TEXTABSCHNITT ▸

——————————

Neben der Schioppettino (die auch Ribolla Nera genannt wird) konzentrierten sich Dina und Paolo auf Refosco und Pignolo sowie auf die Weißweinsorten Ribolla Gialla, Friulano, Verduzzo und Picolit. Die Weißweine von Ronchi di Cialla sind natürlich ebenso einzigartig und spannend. Aber die weltweite Anerkennung genießt das Weingut für seine Rotweine, denn diese gehören zu den besten und individuellsten Italiens. In Ihrer Jugend bleibt ihr Potenzial zwar oft versteckt, aber nach fünf bis zehn Jahren im Keller legen sie ihr magisches Gewand der vielschichtigen Erdigkeit an. Die autochthonen Rotweine des Friauls verdienen eigentlich viel mehr Anerkennung.

——————————

MATERIAL ERKUNDEN ▸
a: Beantworte anhand des Textabschnitts diese Fragen:
(i) Unter welchem anderen Namen ist die Schioppettino bekannt?
(ii) Wofür genießt das Weingut weltweite Anerkennung?
(iii) Nach wie vielen Jahren im Keller legen die Rotweine ihr „magisches Gewand der vielschichtigen Erdigkeit“ an?
b: Nenne alle Weißweinsorten, die der Textabschnitt aufführt.
Das Material wird hier nicht gebraucht.

[Extrahierte Einträge]
——————————

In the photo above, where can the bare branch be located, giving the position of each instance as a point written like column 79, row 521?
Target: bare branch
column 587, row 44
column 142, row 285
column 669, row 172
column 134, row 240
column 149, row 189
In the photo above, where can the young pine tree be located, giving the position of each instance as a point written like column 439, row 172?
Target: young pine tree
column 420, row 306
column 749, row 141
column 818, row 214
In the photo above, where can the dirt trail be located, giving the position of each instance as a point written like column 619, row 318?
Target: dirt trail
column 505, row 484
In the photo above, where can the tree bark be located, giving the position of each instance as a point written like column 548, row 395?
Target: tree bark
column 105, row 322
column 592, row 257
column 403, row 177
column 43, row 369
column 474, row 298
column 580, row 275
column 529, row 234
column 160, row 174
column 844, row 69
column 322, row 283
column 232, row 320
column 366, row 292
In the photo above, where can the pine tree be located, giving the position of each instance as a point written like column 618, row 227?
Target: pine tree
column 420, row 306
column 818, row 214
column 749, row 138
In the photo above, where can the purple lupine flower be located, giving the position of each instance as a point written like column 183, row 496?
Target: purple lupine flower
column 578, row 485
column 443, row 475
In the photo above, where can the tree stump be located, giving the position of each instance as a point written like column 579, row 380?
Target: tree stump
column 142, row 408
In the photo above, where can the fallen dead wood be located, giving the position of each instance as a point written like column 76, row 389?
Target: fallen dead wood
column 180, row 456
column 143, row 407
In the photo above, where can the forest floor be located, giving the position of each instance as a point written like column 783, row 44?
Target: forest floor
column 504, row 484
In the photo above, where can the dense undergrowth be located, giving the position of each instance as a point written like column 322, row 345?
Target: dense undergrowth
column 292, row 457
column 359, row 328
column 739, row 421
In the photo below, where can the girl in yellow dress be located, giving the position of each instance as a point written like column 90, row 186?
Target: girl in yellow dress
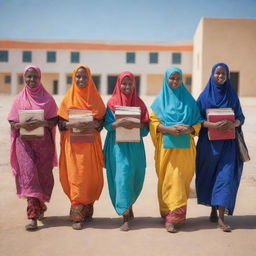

——————————

LÖSUNGEN DER AUFGABEN ▸
a:
(i) Ribolla Nera
(ii) Für seine Rotweine
(iii) Nach fünf bis zehn Jahren

b: Ribolla Gialla, Friulano, Verduzzo, Picolit